- [PROBLÈME À RÉSOUDRE]
Répondez aux questions suivantes à partir du récit de voyage.
(a) Que portait Xavier lors des retrouvailles à Roissy ?
(b) Entre quelles villes Jean-Luc tentait-il de résoudre des casse-têtes ferroviaires ?
(c) Quel casse-tête Jean-Christophe tentait-il de résoudre ?

- [TEXTE À LIRE]
■ ■ ■ ■
L’air de cristal dont on fait les étoiles me manquait. La poussière des Andes m’appelait. Et puis j’avais soif, de Pisco et de Carmener. Dans le fond, c’est une histoire simple.

Il y eut les retrouvailles à Roissy avec Xavier, qui arborait déjà une veste d’alpiniste tout juste acquise. Allions-nous affronter les plus hautes cimes des Andes ? Irions-nous tutoyer les condors qu’on voit là-bas s’ébattre librement en altitude ? S’agirait-il d’aller visiter le site du futur E-ELT, là-haut dans l’Atacama ? Enfin l’antivol, dont la veste était encore munie, allait-il se déclencher aux contrôles de sécurité répétitifs ?
D’emblée les premiers points semblaient réglés : non, nous n’irions pas réveiller les dieux qui sommeillent dans les volcans andins mais simplement affronter les rigueurs nocturnes de l’automne austral. A 1500m, au milieu de la nuit, quand le Sagittaire entame vaillamment l’ascension du zénith, l’astronome amateur, lui, grelotte et résiste à l’impérieuse nécessité du sommeil... mais j’anticipe. Quant à la dernière question, elle restait en suspens.

Je fis connaissance de Jean-Luc, dont j’apprendrai la redoutable efficacité dans le maniement des cartes. Pour l’heure, il tentait plutôt de résoudre d’interminables casse-têtes ferroviaires, pour ne pas dire de trains qui se croisent, entre Bordeaux et Roissy. Le retour s’annonçait un brin longuet, pour ne pas détonner avec l’aller qui, en ce qui me concerne et depuis Strasbourg, flirte avec les 35 heures. Non pas par semaine, mais sur 2 jours. Le truc se mérite.

Je fis connaissance de Jean-Christophe, enthousiaste et presque infatigable observateur. Presque, car n’appréciant guère les pointages en-dessous de 10° (pas de conclusion hâtive). Lui-aussi tentait de résoudre un casse-tête, celui d’un Dobson de voyage. Il était mortifié à l’idée de se résoudre à voyager finalement léger. Le dit futur Dobson était ou trop gros, ou trop lourd, ou les deux. Enfin, quelque chose de rédhibitoire. Un coup à se retrouver à voyager les mains dans les poches.
■ ■ ■ ■
- [DONNÉES AFFICHÉES]
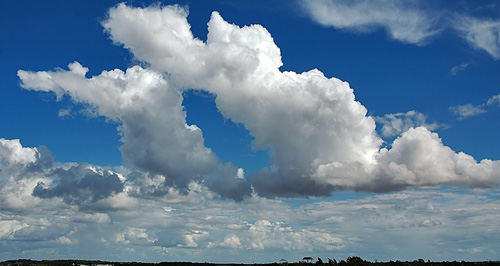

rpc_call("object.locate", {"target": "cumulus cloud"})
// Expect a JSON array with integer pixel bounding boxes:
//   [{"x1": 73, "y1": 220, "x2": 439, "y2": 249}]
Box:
[
  {"x1": 18, "y1": 62, "x2": 227, "y2": 193},
  {"x1": 302, "y1": 0, "x2": 441, "y2": 44},
  {"x1": 375, "y1": 111, "x2": 439, "y2": 137},
  {"x1": 18, "y1": 2, "x2": 499, "y2": 202},
  {"x1": 448, "y1": 103, "x2": 486, "y2": 120},
  {"x1": 450, "y1": 63, "x2": 471, "y2": 76}
]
■ ■ ■ ■
- [LA RÉPONSE]
(a) Xavier portait une veste d’alpiniste tout juste acquise.
(b) Jean-Luc tentait de les résoudre entre Bordeaux et Roissy.
(c) Jean-Christophe tentait de résoudre le casse-tête d’un Dobson de voyage.